> TAREFAS:
**A.** De acordo com a notícia, em que mês e ano a casa de shows foi desativada?
**B.** Reescreva o trecho da notícia de "Para isso, a" a "até o Carnaval.", trocando "Casa da Cultura" por "Casa das Letras".

Por karilayn.areias

Rio - Quem passa em frente às ruínas pichadas do número 215 da Avenida Venceslau Brás, em Botafogo, dificilmente acredita que funcionava ali um dos templos da MPB. Isso pode mudar: desativada em maio de 2010 após a Universidade Federal do Rio de Janeiro decidir usar seu direito de propriedade do terreno, a casa de shows que já se chamou Canecão planeja estar de volta até as Olimpíadas de 2016.

Para isso, a UFRJ prepara edital para concurso público de arquitetura e urbanismo, e quer selecionar uma empresa para recuperar a área. Programa para o local um complexo que inclui o Espaço UFRJ (nome provisório), com atividades acadêmicas e musicais; a Casa da Cultura, que abrigará a editora e a livraria da universidade; e a Casa da Ciência, colada ao prédio, que está em atividade. O antigo Café Canequinho, na Rua Lauro Müller, deverá virar um café artístico até o Carnaval.

> DADOS COLETADOS:

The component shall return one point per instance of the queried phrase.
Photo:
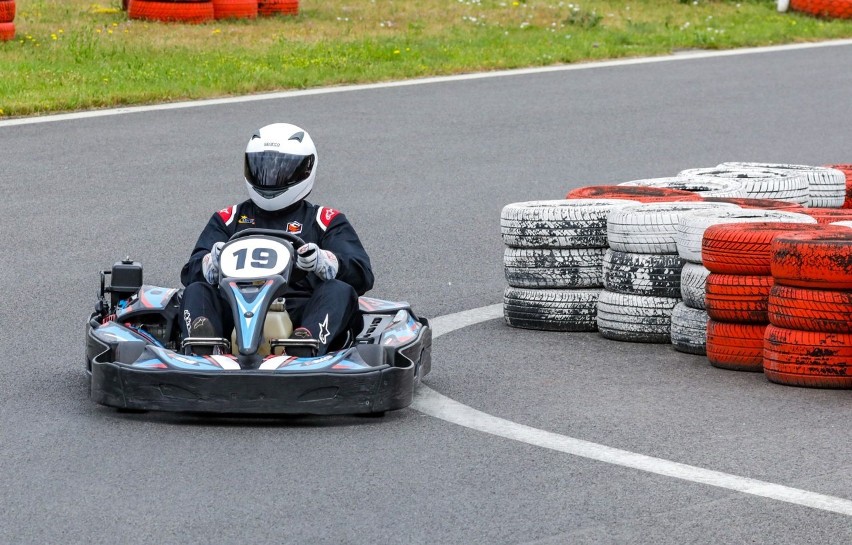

> RESPOSTAS POR TAREFA:
**A.** Em maio de 2010.

**B.**
Para isso, a UFRJ prepara edital para concurso público de arquitetura e urbanismo, e quer selecionar uma empresa para recuperar a área. Programa para o local um complexo que inclui o Espaço UFRJ (nome provisório), com atividades acadêmicas e musicais; a Casa das Letras, que abrigará a editora e a livraria da universidade; e a Casa da Ciência, colada ao prédio, que está em atividade. O antigo Café Canequinho, na Rua Lauro Müller, deverá virar um café artístico até o Carnaval.